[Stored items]
--- --- ---

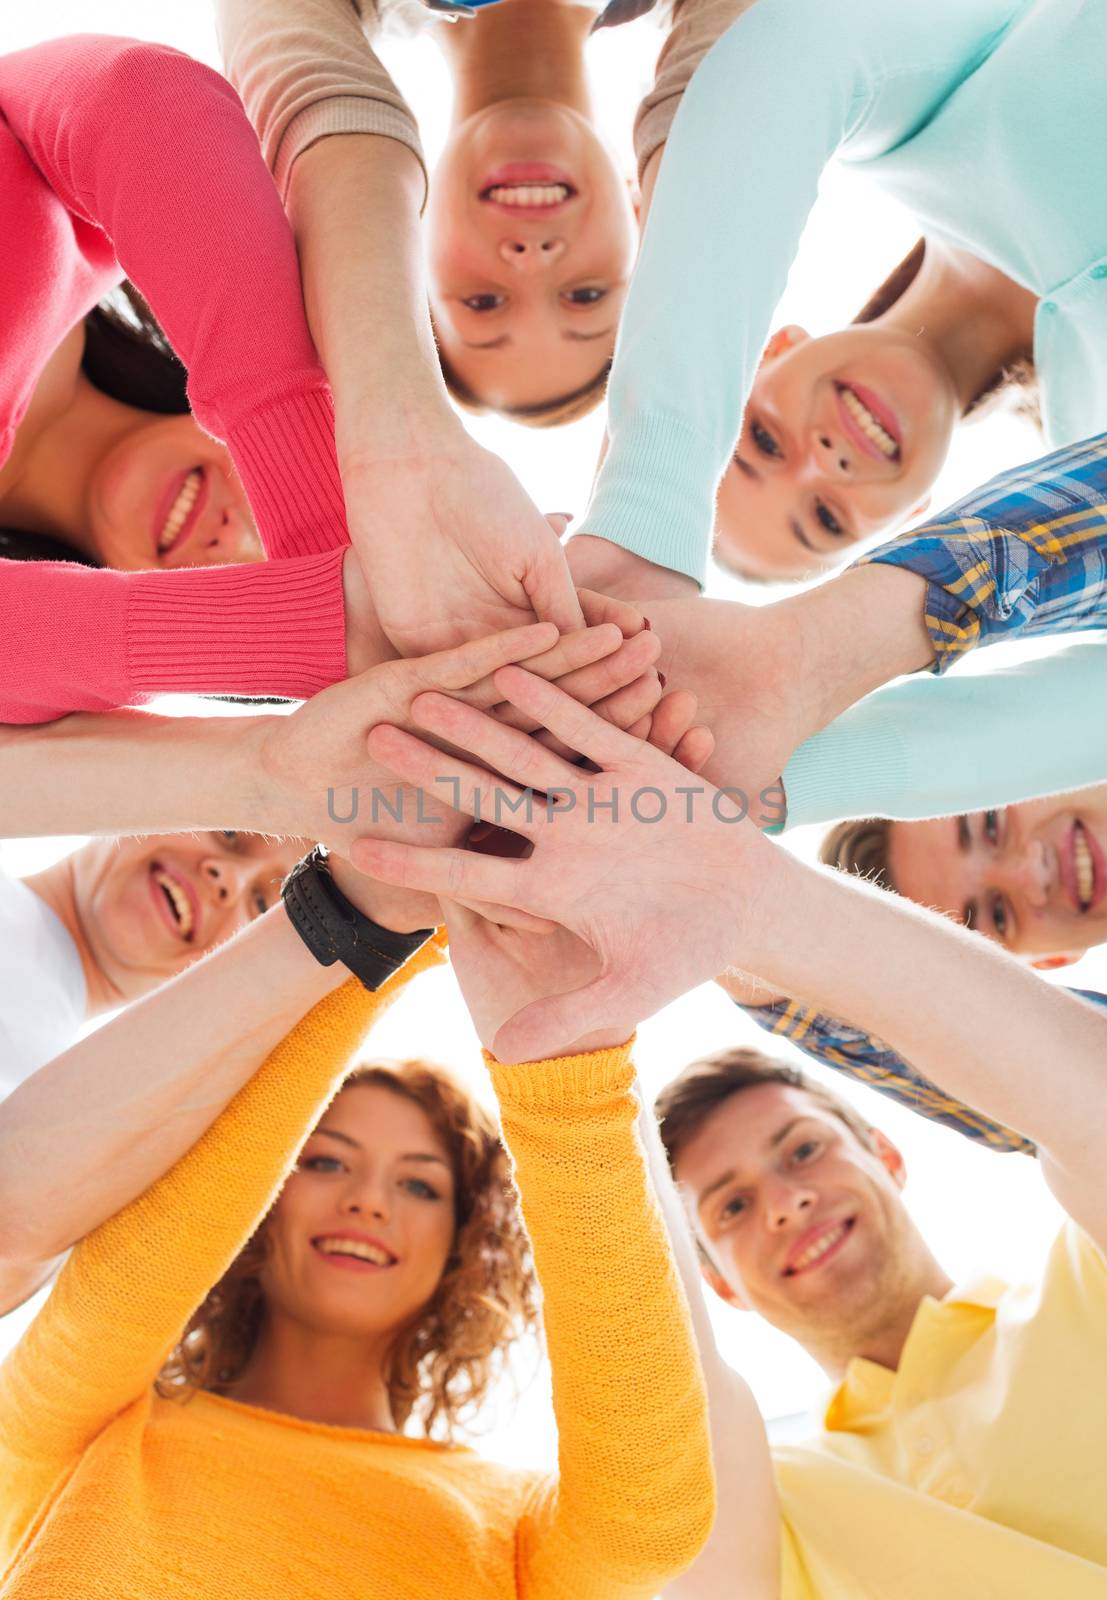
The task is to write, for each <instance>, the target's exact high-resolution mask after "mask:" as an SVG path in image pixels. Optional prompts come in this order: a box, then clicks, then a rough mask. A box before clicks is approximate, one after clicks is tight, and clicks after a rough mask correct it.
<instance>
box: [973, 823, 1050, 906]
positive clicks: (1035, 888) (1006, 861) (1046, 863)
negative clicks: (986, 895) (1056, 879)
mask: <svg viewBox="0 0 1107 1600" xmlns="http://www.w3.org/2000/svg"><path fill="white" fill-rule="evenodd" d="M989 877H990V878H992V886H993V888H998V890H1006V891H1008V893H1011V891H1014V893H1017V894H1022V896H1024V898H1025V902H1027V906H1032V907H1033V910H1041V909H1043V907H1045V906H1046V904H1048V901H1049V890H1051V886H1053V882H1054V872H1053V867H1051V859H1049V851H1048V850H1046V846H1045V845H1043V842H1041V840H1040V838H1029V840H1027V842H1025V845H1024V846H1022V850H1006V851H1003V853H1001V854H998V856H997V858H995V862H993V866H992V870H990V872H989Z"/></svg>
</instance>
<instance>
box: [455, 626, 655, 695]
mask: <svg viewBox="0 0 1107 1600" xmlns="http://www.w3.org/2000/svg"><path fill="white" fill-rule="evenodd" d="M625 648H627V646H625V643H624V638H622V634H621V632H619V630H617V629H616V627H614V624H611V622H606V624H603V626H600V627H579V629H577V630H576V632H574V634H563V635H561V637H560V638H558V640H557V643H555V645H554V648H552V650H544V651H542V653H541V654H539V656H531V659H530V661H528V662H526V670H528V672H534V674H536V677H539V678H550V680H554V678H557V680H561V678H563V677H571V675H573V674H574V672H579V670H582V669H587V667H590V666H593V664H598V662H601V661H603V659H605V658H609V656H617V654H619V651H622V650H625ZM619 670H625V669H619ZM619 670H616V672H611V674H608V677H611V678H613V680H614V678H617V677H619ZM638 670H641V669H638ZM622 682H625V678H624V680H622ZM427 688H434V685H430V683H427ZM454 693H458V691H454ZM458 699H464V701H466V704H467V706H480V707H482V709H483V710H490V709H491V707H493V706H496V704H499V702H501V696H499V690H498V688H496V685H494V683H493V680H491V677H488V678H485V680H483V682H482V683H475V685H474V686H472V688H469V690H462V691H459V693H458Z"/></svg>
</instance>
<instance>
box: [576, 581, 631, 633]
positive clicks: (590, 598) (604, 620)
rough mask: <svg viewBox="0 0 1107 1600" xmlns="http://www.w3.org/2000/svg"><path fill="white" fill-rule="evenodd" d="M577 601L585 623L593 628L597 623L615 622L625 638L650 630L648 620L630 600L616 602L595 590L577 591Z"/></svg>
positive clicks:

--- --- ---

→ **Task goal**
Can you quote exactly the lines from the one containing "box: [576, 581, 631, 633]" through the last line of the records above, and nothing else?

→ **Result for this task**
box: [576, 581, 631, 633]
positive clicks: (590, 598) (604, 620)
rough mask: <svg viewBox="0 0 1107 1600" xmlns="http://www.w3.org/2000/svg"><path fill="white" fill-rule="evenodd" d="M577 601L585 623L593 628L597 623L615 622L625 638L650 630L648 620L630 600L616 602L595 590L577 591Z"/></svg>
positive clicks:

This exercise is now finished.